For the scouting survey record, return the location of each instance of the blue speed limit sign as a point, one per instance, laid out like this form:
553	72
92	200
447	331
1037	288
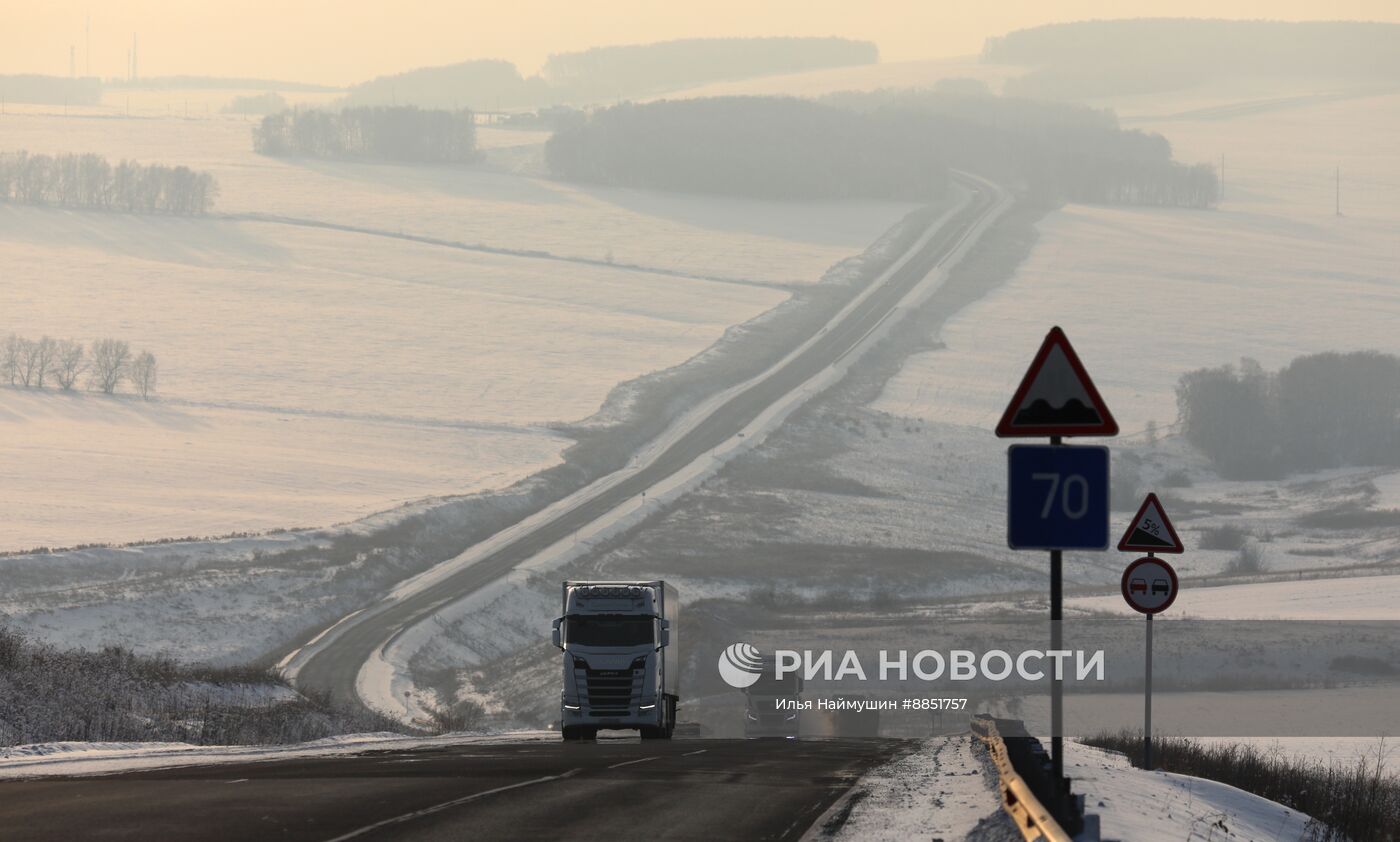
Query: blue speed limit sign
1059	496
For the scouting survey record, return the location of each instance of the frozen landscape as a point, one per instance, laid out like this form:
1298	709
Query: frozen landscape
422	352
739	314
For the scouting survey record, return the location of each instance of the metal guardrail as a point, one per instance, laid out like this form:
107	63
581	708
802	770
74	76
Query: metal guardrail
1021	804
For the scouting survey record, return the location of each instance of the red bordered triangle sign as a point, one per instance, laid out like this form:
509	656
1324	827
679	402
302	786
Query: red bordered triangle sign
1151	530
1056	397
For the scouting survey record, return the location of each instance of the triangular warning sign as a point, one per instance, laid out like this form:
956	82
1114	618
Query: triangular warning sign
1151	530
1056	397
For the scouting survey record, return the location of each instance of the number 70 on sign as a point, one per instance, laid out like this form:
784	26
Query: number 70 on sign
1059	496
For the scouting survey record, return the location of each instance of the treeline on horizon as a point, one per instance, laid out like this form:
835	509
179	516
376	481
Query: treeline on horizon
1320	411
609	73
90	181
388	133
1145	55
770	147
884	145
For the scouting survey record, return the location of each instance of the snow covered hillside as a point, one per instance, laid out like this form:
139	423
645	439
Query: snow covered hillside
312	376
1147	294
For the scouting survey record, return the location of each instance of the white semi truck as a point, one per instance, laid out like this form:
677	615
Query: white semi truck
620	659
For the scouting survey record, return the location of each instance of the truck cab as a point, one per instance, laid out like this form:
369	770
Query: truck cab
620	659
773	705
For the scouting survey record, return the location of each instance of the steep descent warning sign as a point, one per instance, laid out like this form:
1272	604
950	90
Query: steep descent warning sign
1151	531
1056	397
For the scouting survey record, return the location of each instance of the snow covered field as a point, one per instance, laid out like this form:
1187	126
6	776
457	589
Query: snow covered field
324	374
1140	804
1358	598
1147	294
489	203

--------------------

Output, exactly, all the records above; include no pictures.

For the scouting survey record, return the location of each instance of the blue speed limit sign as a point, one per instance, laid out like this form:
553	72
92	200
447	331
1037	288
Query: blue speed limit sign
1059	496
For the scouting survey record, return the location of each instance of the frozen landscape as a point, one per instance, laid out like this form:
1298	709
Query: frozen landscape
422	352
739	314
For the scouting survey record, return the location of each instance of the metal guardrail as a point, one per instance, laid out like this form:
107	63
581	708
802	770
74	76
Query: metal guardrail
1021	804
For the scouting survey record, return the location of each instance of the red bordered triangle sign as a point, one per instance, laid out like this form:
509	656
1324	827
679	402
302	786
Query: red bordered triangle sign
1151	530
1056	397
For the scouting survey record, return the location of each instance of the triangular warning sign as a point, one per instance, laid out like this form:
956	82
1114	618
Query: triangular warning sign
1151	530
1056	397
For the scouting survey record, return the location of each instance of the number 70 on sign as a point, one per instance, laid out like this form:
784	26
Query: number 70 on sign
1059	496
For the scouting survey record, return the location of each instance of the treeline on horizon as a point, one per instance, laid out like this form:
835	509
179	516
376	481
Query: treeline on horizon
1320	411
609	73
90	181
388	133
1145	55
770	147
884	145
For the scouting survey record, return the location of each instance of the snow covered hillside as a point, one per instance, laid out like this form:
139	423
645	439
Query: snow covered hillside
312	376
1147	294
For the scouting survey record, return the location of each instance of the white semi truck as a point, one per instance, laid out like this form:
677	615
Query: white semi truck
620	659
For the scouting survey record, return the location of each instance of the truck cab as a point, one per instance, laid out like this form:
369	770
Query: truck cab
620	659
773	705
For the scouting survey record, return the location of each instance of the steep descent warning sign as a point, one per instance, laid out like this form:
1272	604
950	90
Query: steep descent warning sign
1151	531
1056	397
For the scouting survey record, return the location of each instance of the snow covered field as a point, one per instance, laid out like this form:
1187	126
6	776
457	589
Query: snow covered field
324	374
1140	804
1358	598
1147	294
489	203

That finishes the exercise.